*** INPUT FOR THIS TASK ***
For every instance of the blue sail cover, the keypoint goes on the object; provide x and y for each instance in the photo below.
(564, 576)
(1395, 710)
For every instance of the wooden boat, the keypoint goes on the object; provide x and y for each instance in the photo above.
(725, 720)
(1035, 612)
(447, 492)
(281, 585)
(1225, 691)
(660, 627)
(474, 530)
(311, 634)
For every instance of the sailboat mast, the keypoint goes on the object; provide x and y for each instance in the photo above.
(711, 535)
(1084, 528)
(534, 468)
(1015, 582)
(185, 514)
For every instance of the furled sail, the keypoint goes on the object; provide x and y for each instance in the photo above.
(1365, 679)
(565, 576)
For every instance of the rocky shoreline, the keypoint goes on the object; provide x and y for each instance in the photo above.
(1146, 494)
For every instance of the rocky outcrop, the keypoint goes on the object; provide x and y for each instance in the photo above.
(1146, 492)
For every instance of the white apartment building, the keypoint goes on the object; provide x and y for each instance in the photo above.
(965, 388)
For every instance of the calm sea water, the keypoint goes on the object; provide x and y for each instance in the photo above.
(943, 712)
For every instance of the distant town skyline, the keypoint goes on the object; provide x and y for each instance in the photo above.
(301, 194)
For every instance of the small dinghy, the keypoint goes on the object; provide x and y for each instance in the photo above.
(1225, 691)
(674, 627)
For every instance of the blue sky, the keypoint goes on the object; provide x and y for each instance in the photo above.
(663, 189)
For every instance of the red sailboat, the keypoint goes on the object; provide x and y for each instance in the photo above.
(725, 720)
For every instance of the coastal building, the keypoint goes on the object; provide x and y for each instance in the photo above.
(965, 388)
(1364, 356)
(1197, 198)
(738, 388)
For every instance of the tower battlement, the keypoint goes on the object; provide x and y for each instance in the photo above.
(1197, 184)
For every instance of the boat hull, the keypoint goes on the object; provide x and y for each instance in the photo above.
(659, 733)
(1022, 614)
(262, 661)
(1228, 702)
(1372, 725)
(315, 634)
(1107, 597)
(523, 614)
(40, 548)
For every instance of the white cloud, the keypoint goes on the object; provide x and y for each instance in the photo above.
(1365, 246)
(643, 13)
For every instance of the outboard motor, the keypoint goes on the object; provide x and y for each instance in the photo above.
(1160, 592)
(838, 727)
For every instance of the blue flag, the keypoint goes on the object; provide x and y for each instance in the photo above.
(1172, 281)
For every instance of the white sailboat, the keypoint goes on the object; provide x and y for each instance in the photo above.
*** End of INPUT FOR THIS TASK ***
**ASSIGNED TASK**
Would you copy out exactly the lines from the one holding "For every instance of the boat" through the end of the entries above, both ends included?

**RESULT FOR THIS EXERCISE**
For every instance of the boat hull, the keypoint goes on the object; provide x and y for each instance in the photo above.
(659, 733)
(1022, 614)
(262, 661)
(1228, 702)
(1372, 725)
(315, 634)
(1107, 597)
(523, 614)
(40, 548)
For every instance of the white cloud, the keypoint goes on the object; provide x and y for each instance in the photo above.
(1365, 246)
(643, 13)
For every instance of the outboard motor, the keypoint goes on the object; provide x and y for each instance in the photo above.
(1160, 592)
(838, 727)
For every instance of the blue flag, the keypoint goes on the object; provide x and y for each instance in the photo above.
(1172, 281)
For every instance of the white sailboat, the keypoint goes on the object; provide x and y for each instance in the photo above.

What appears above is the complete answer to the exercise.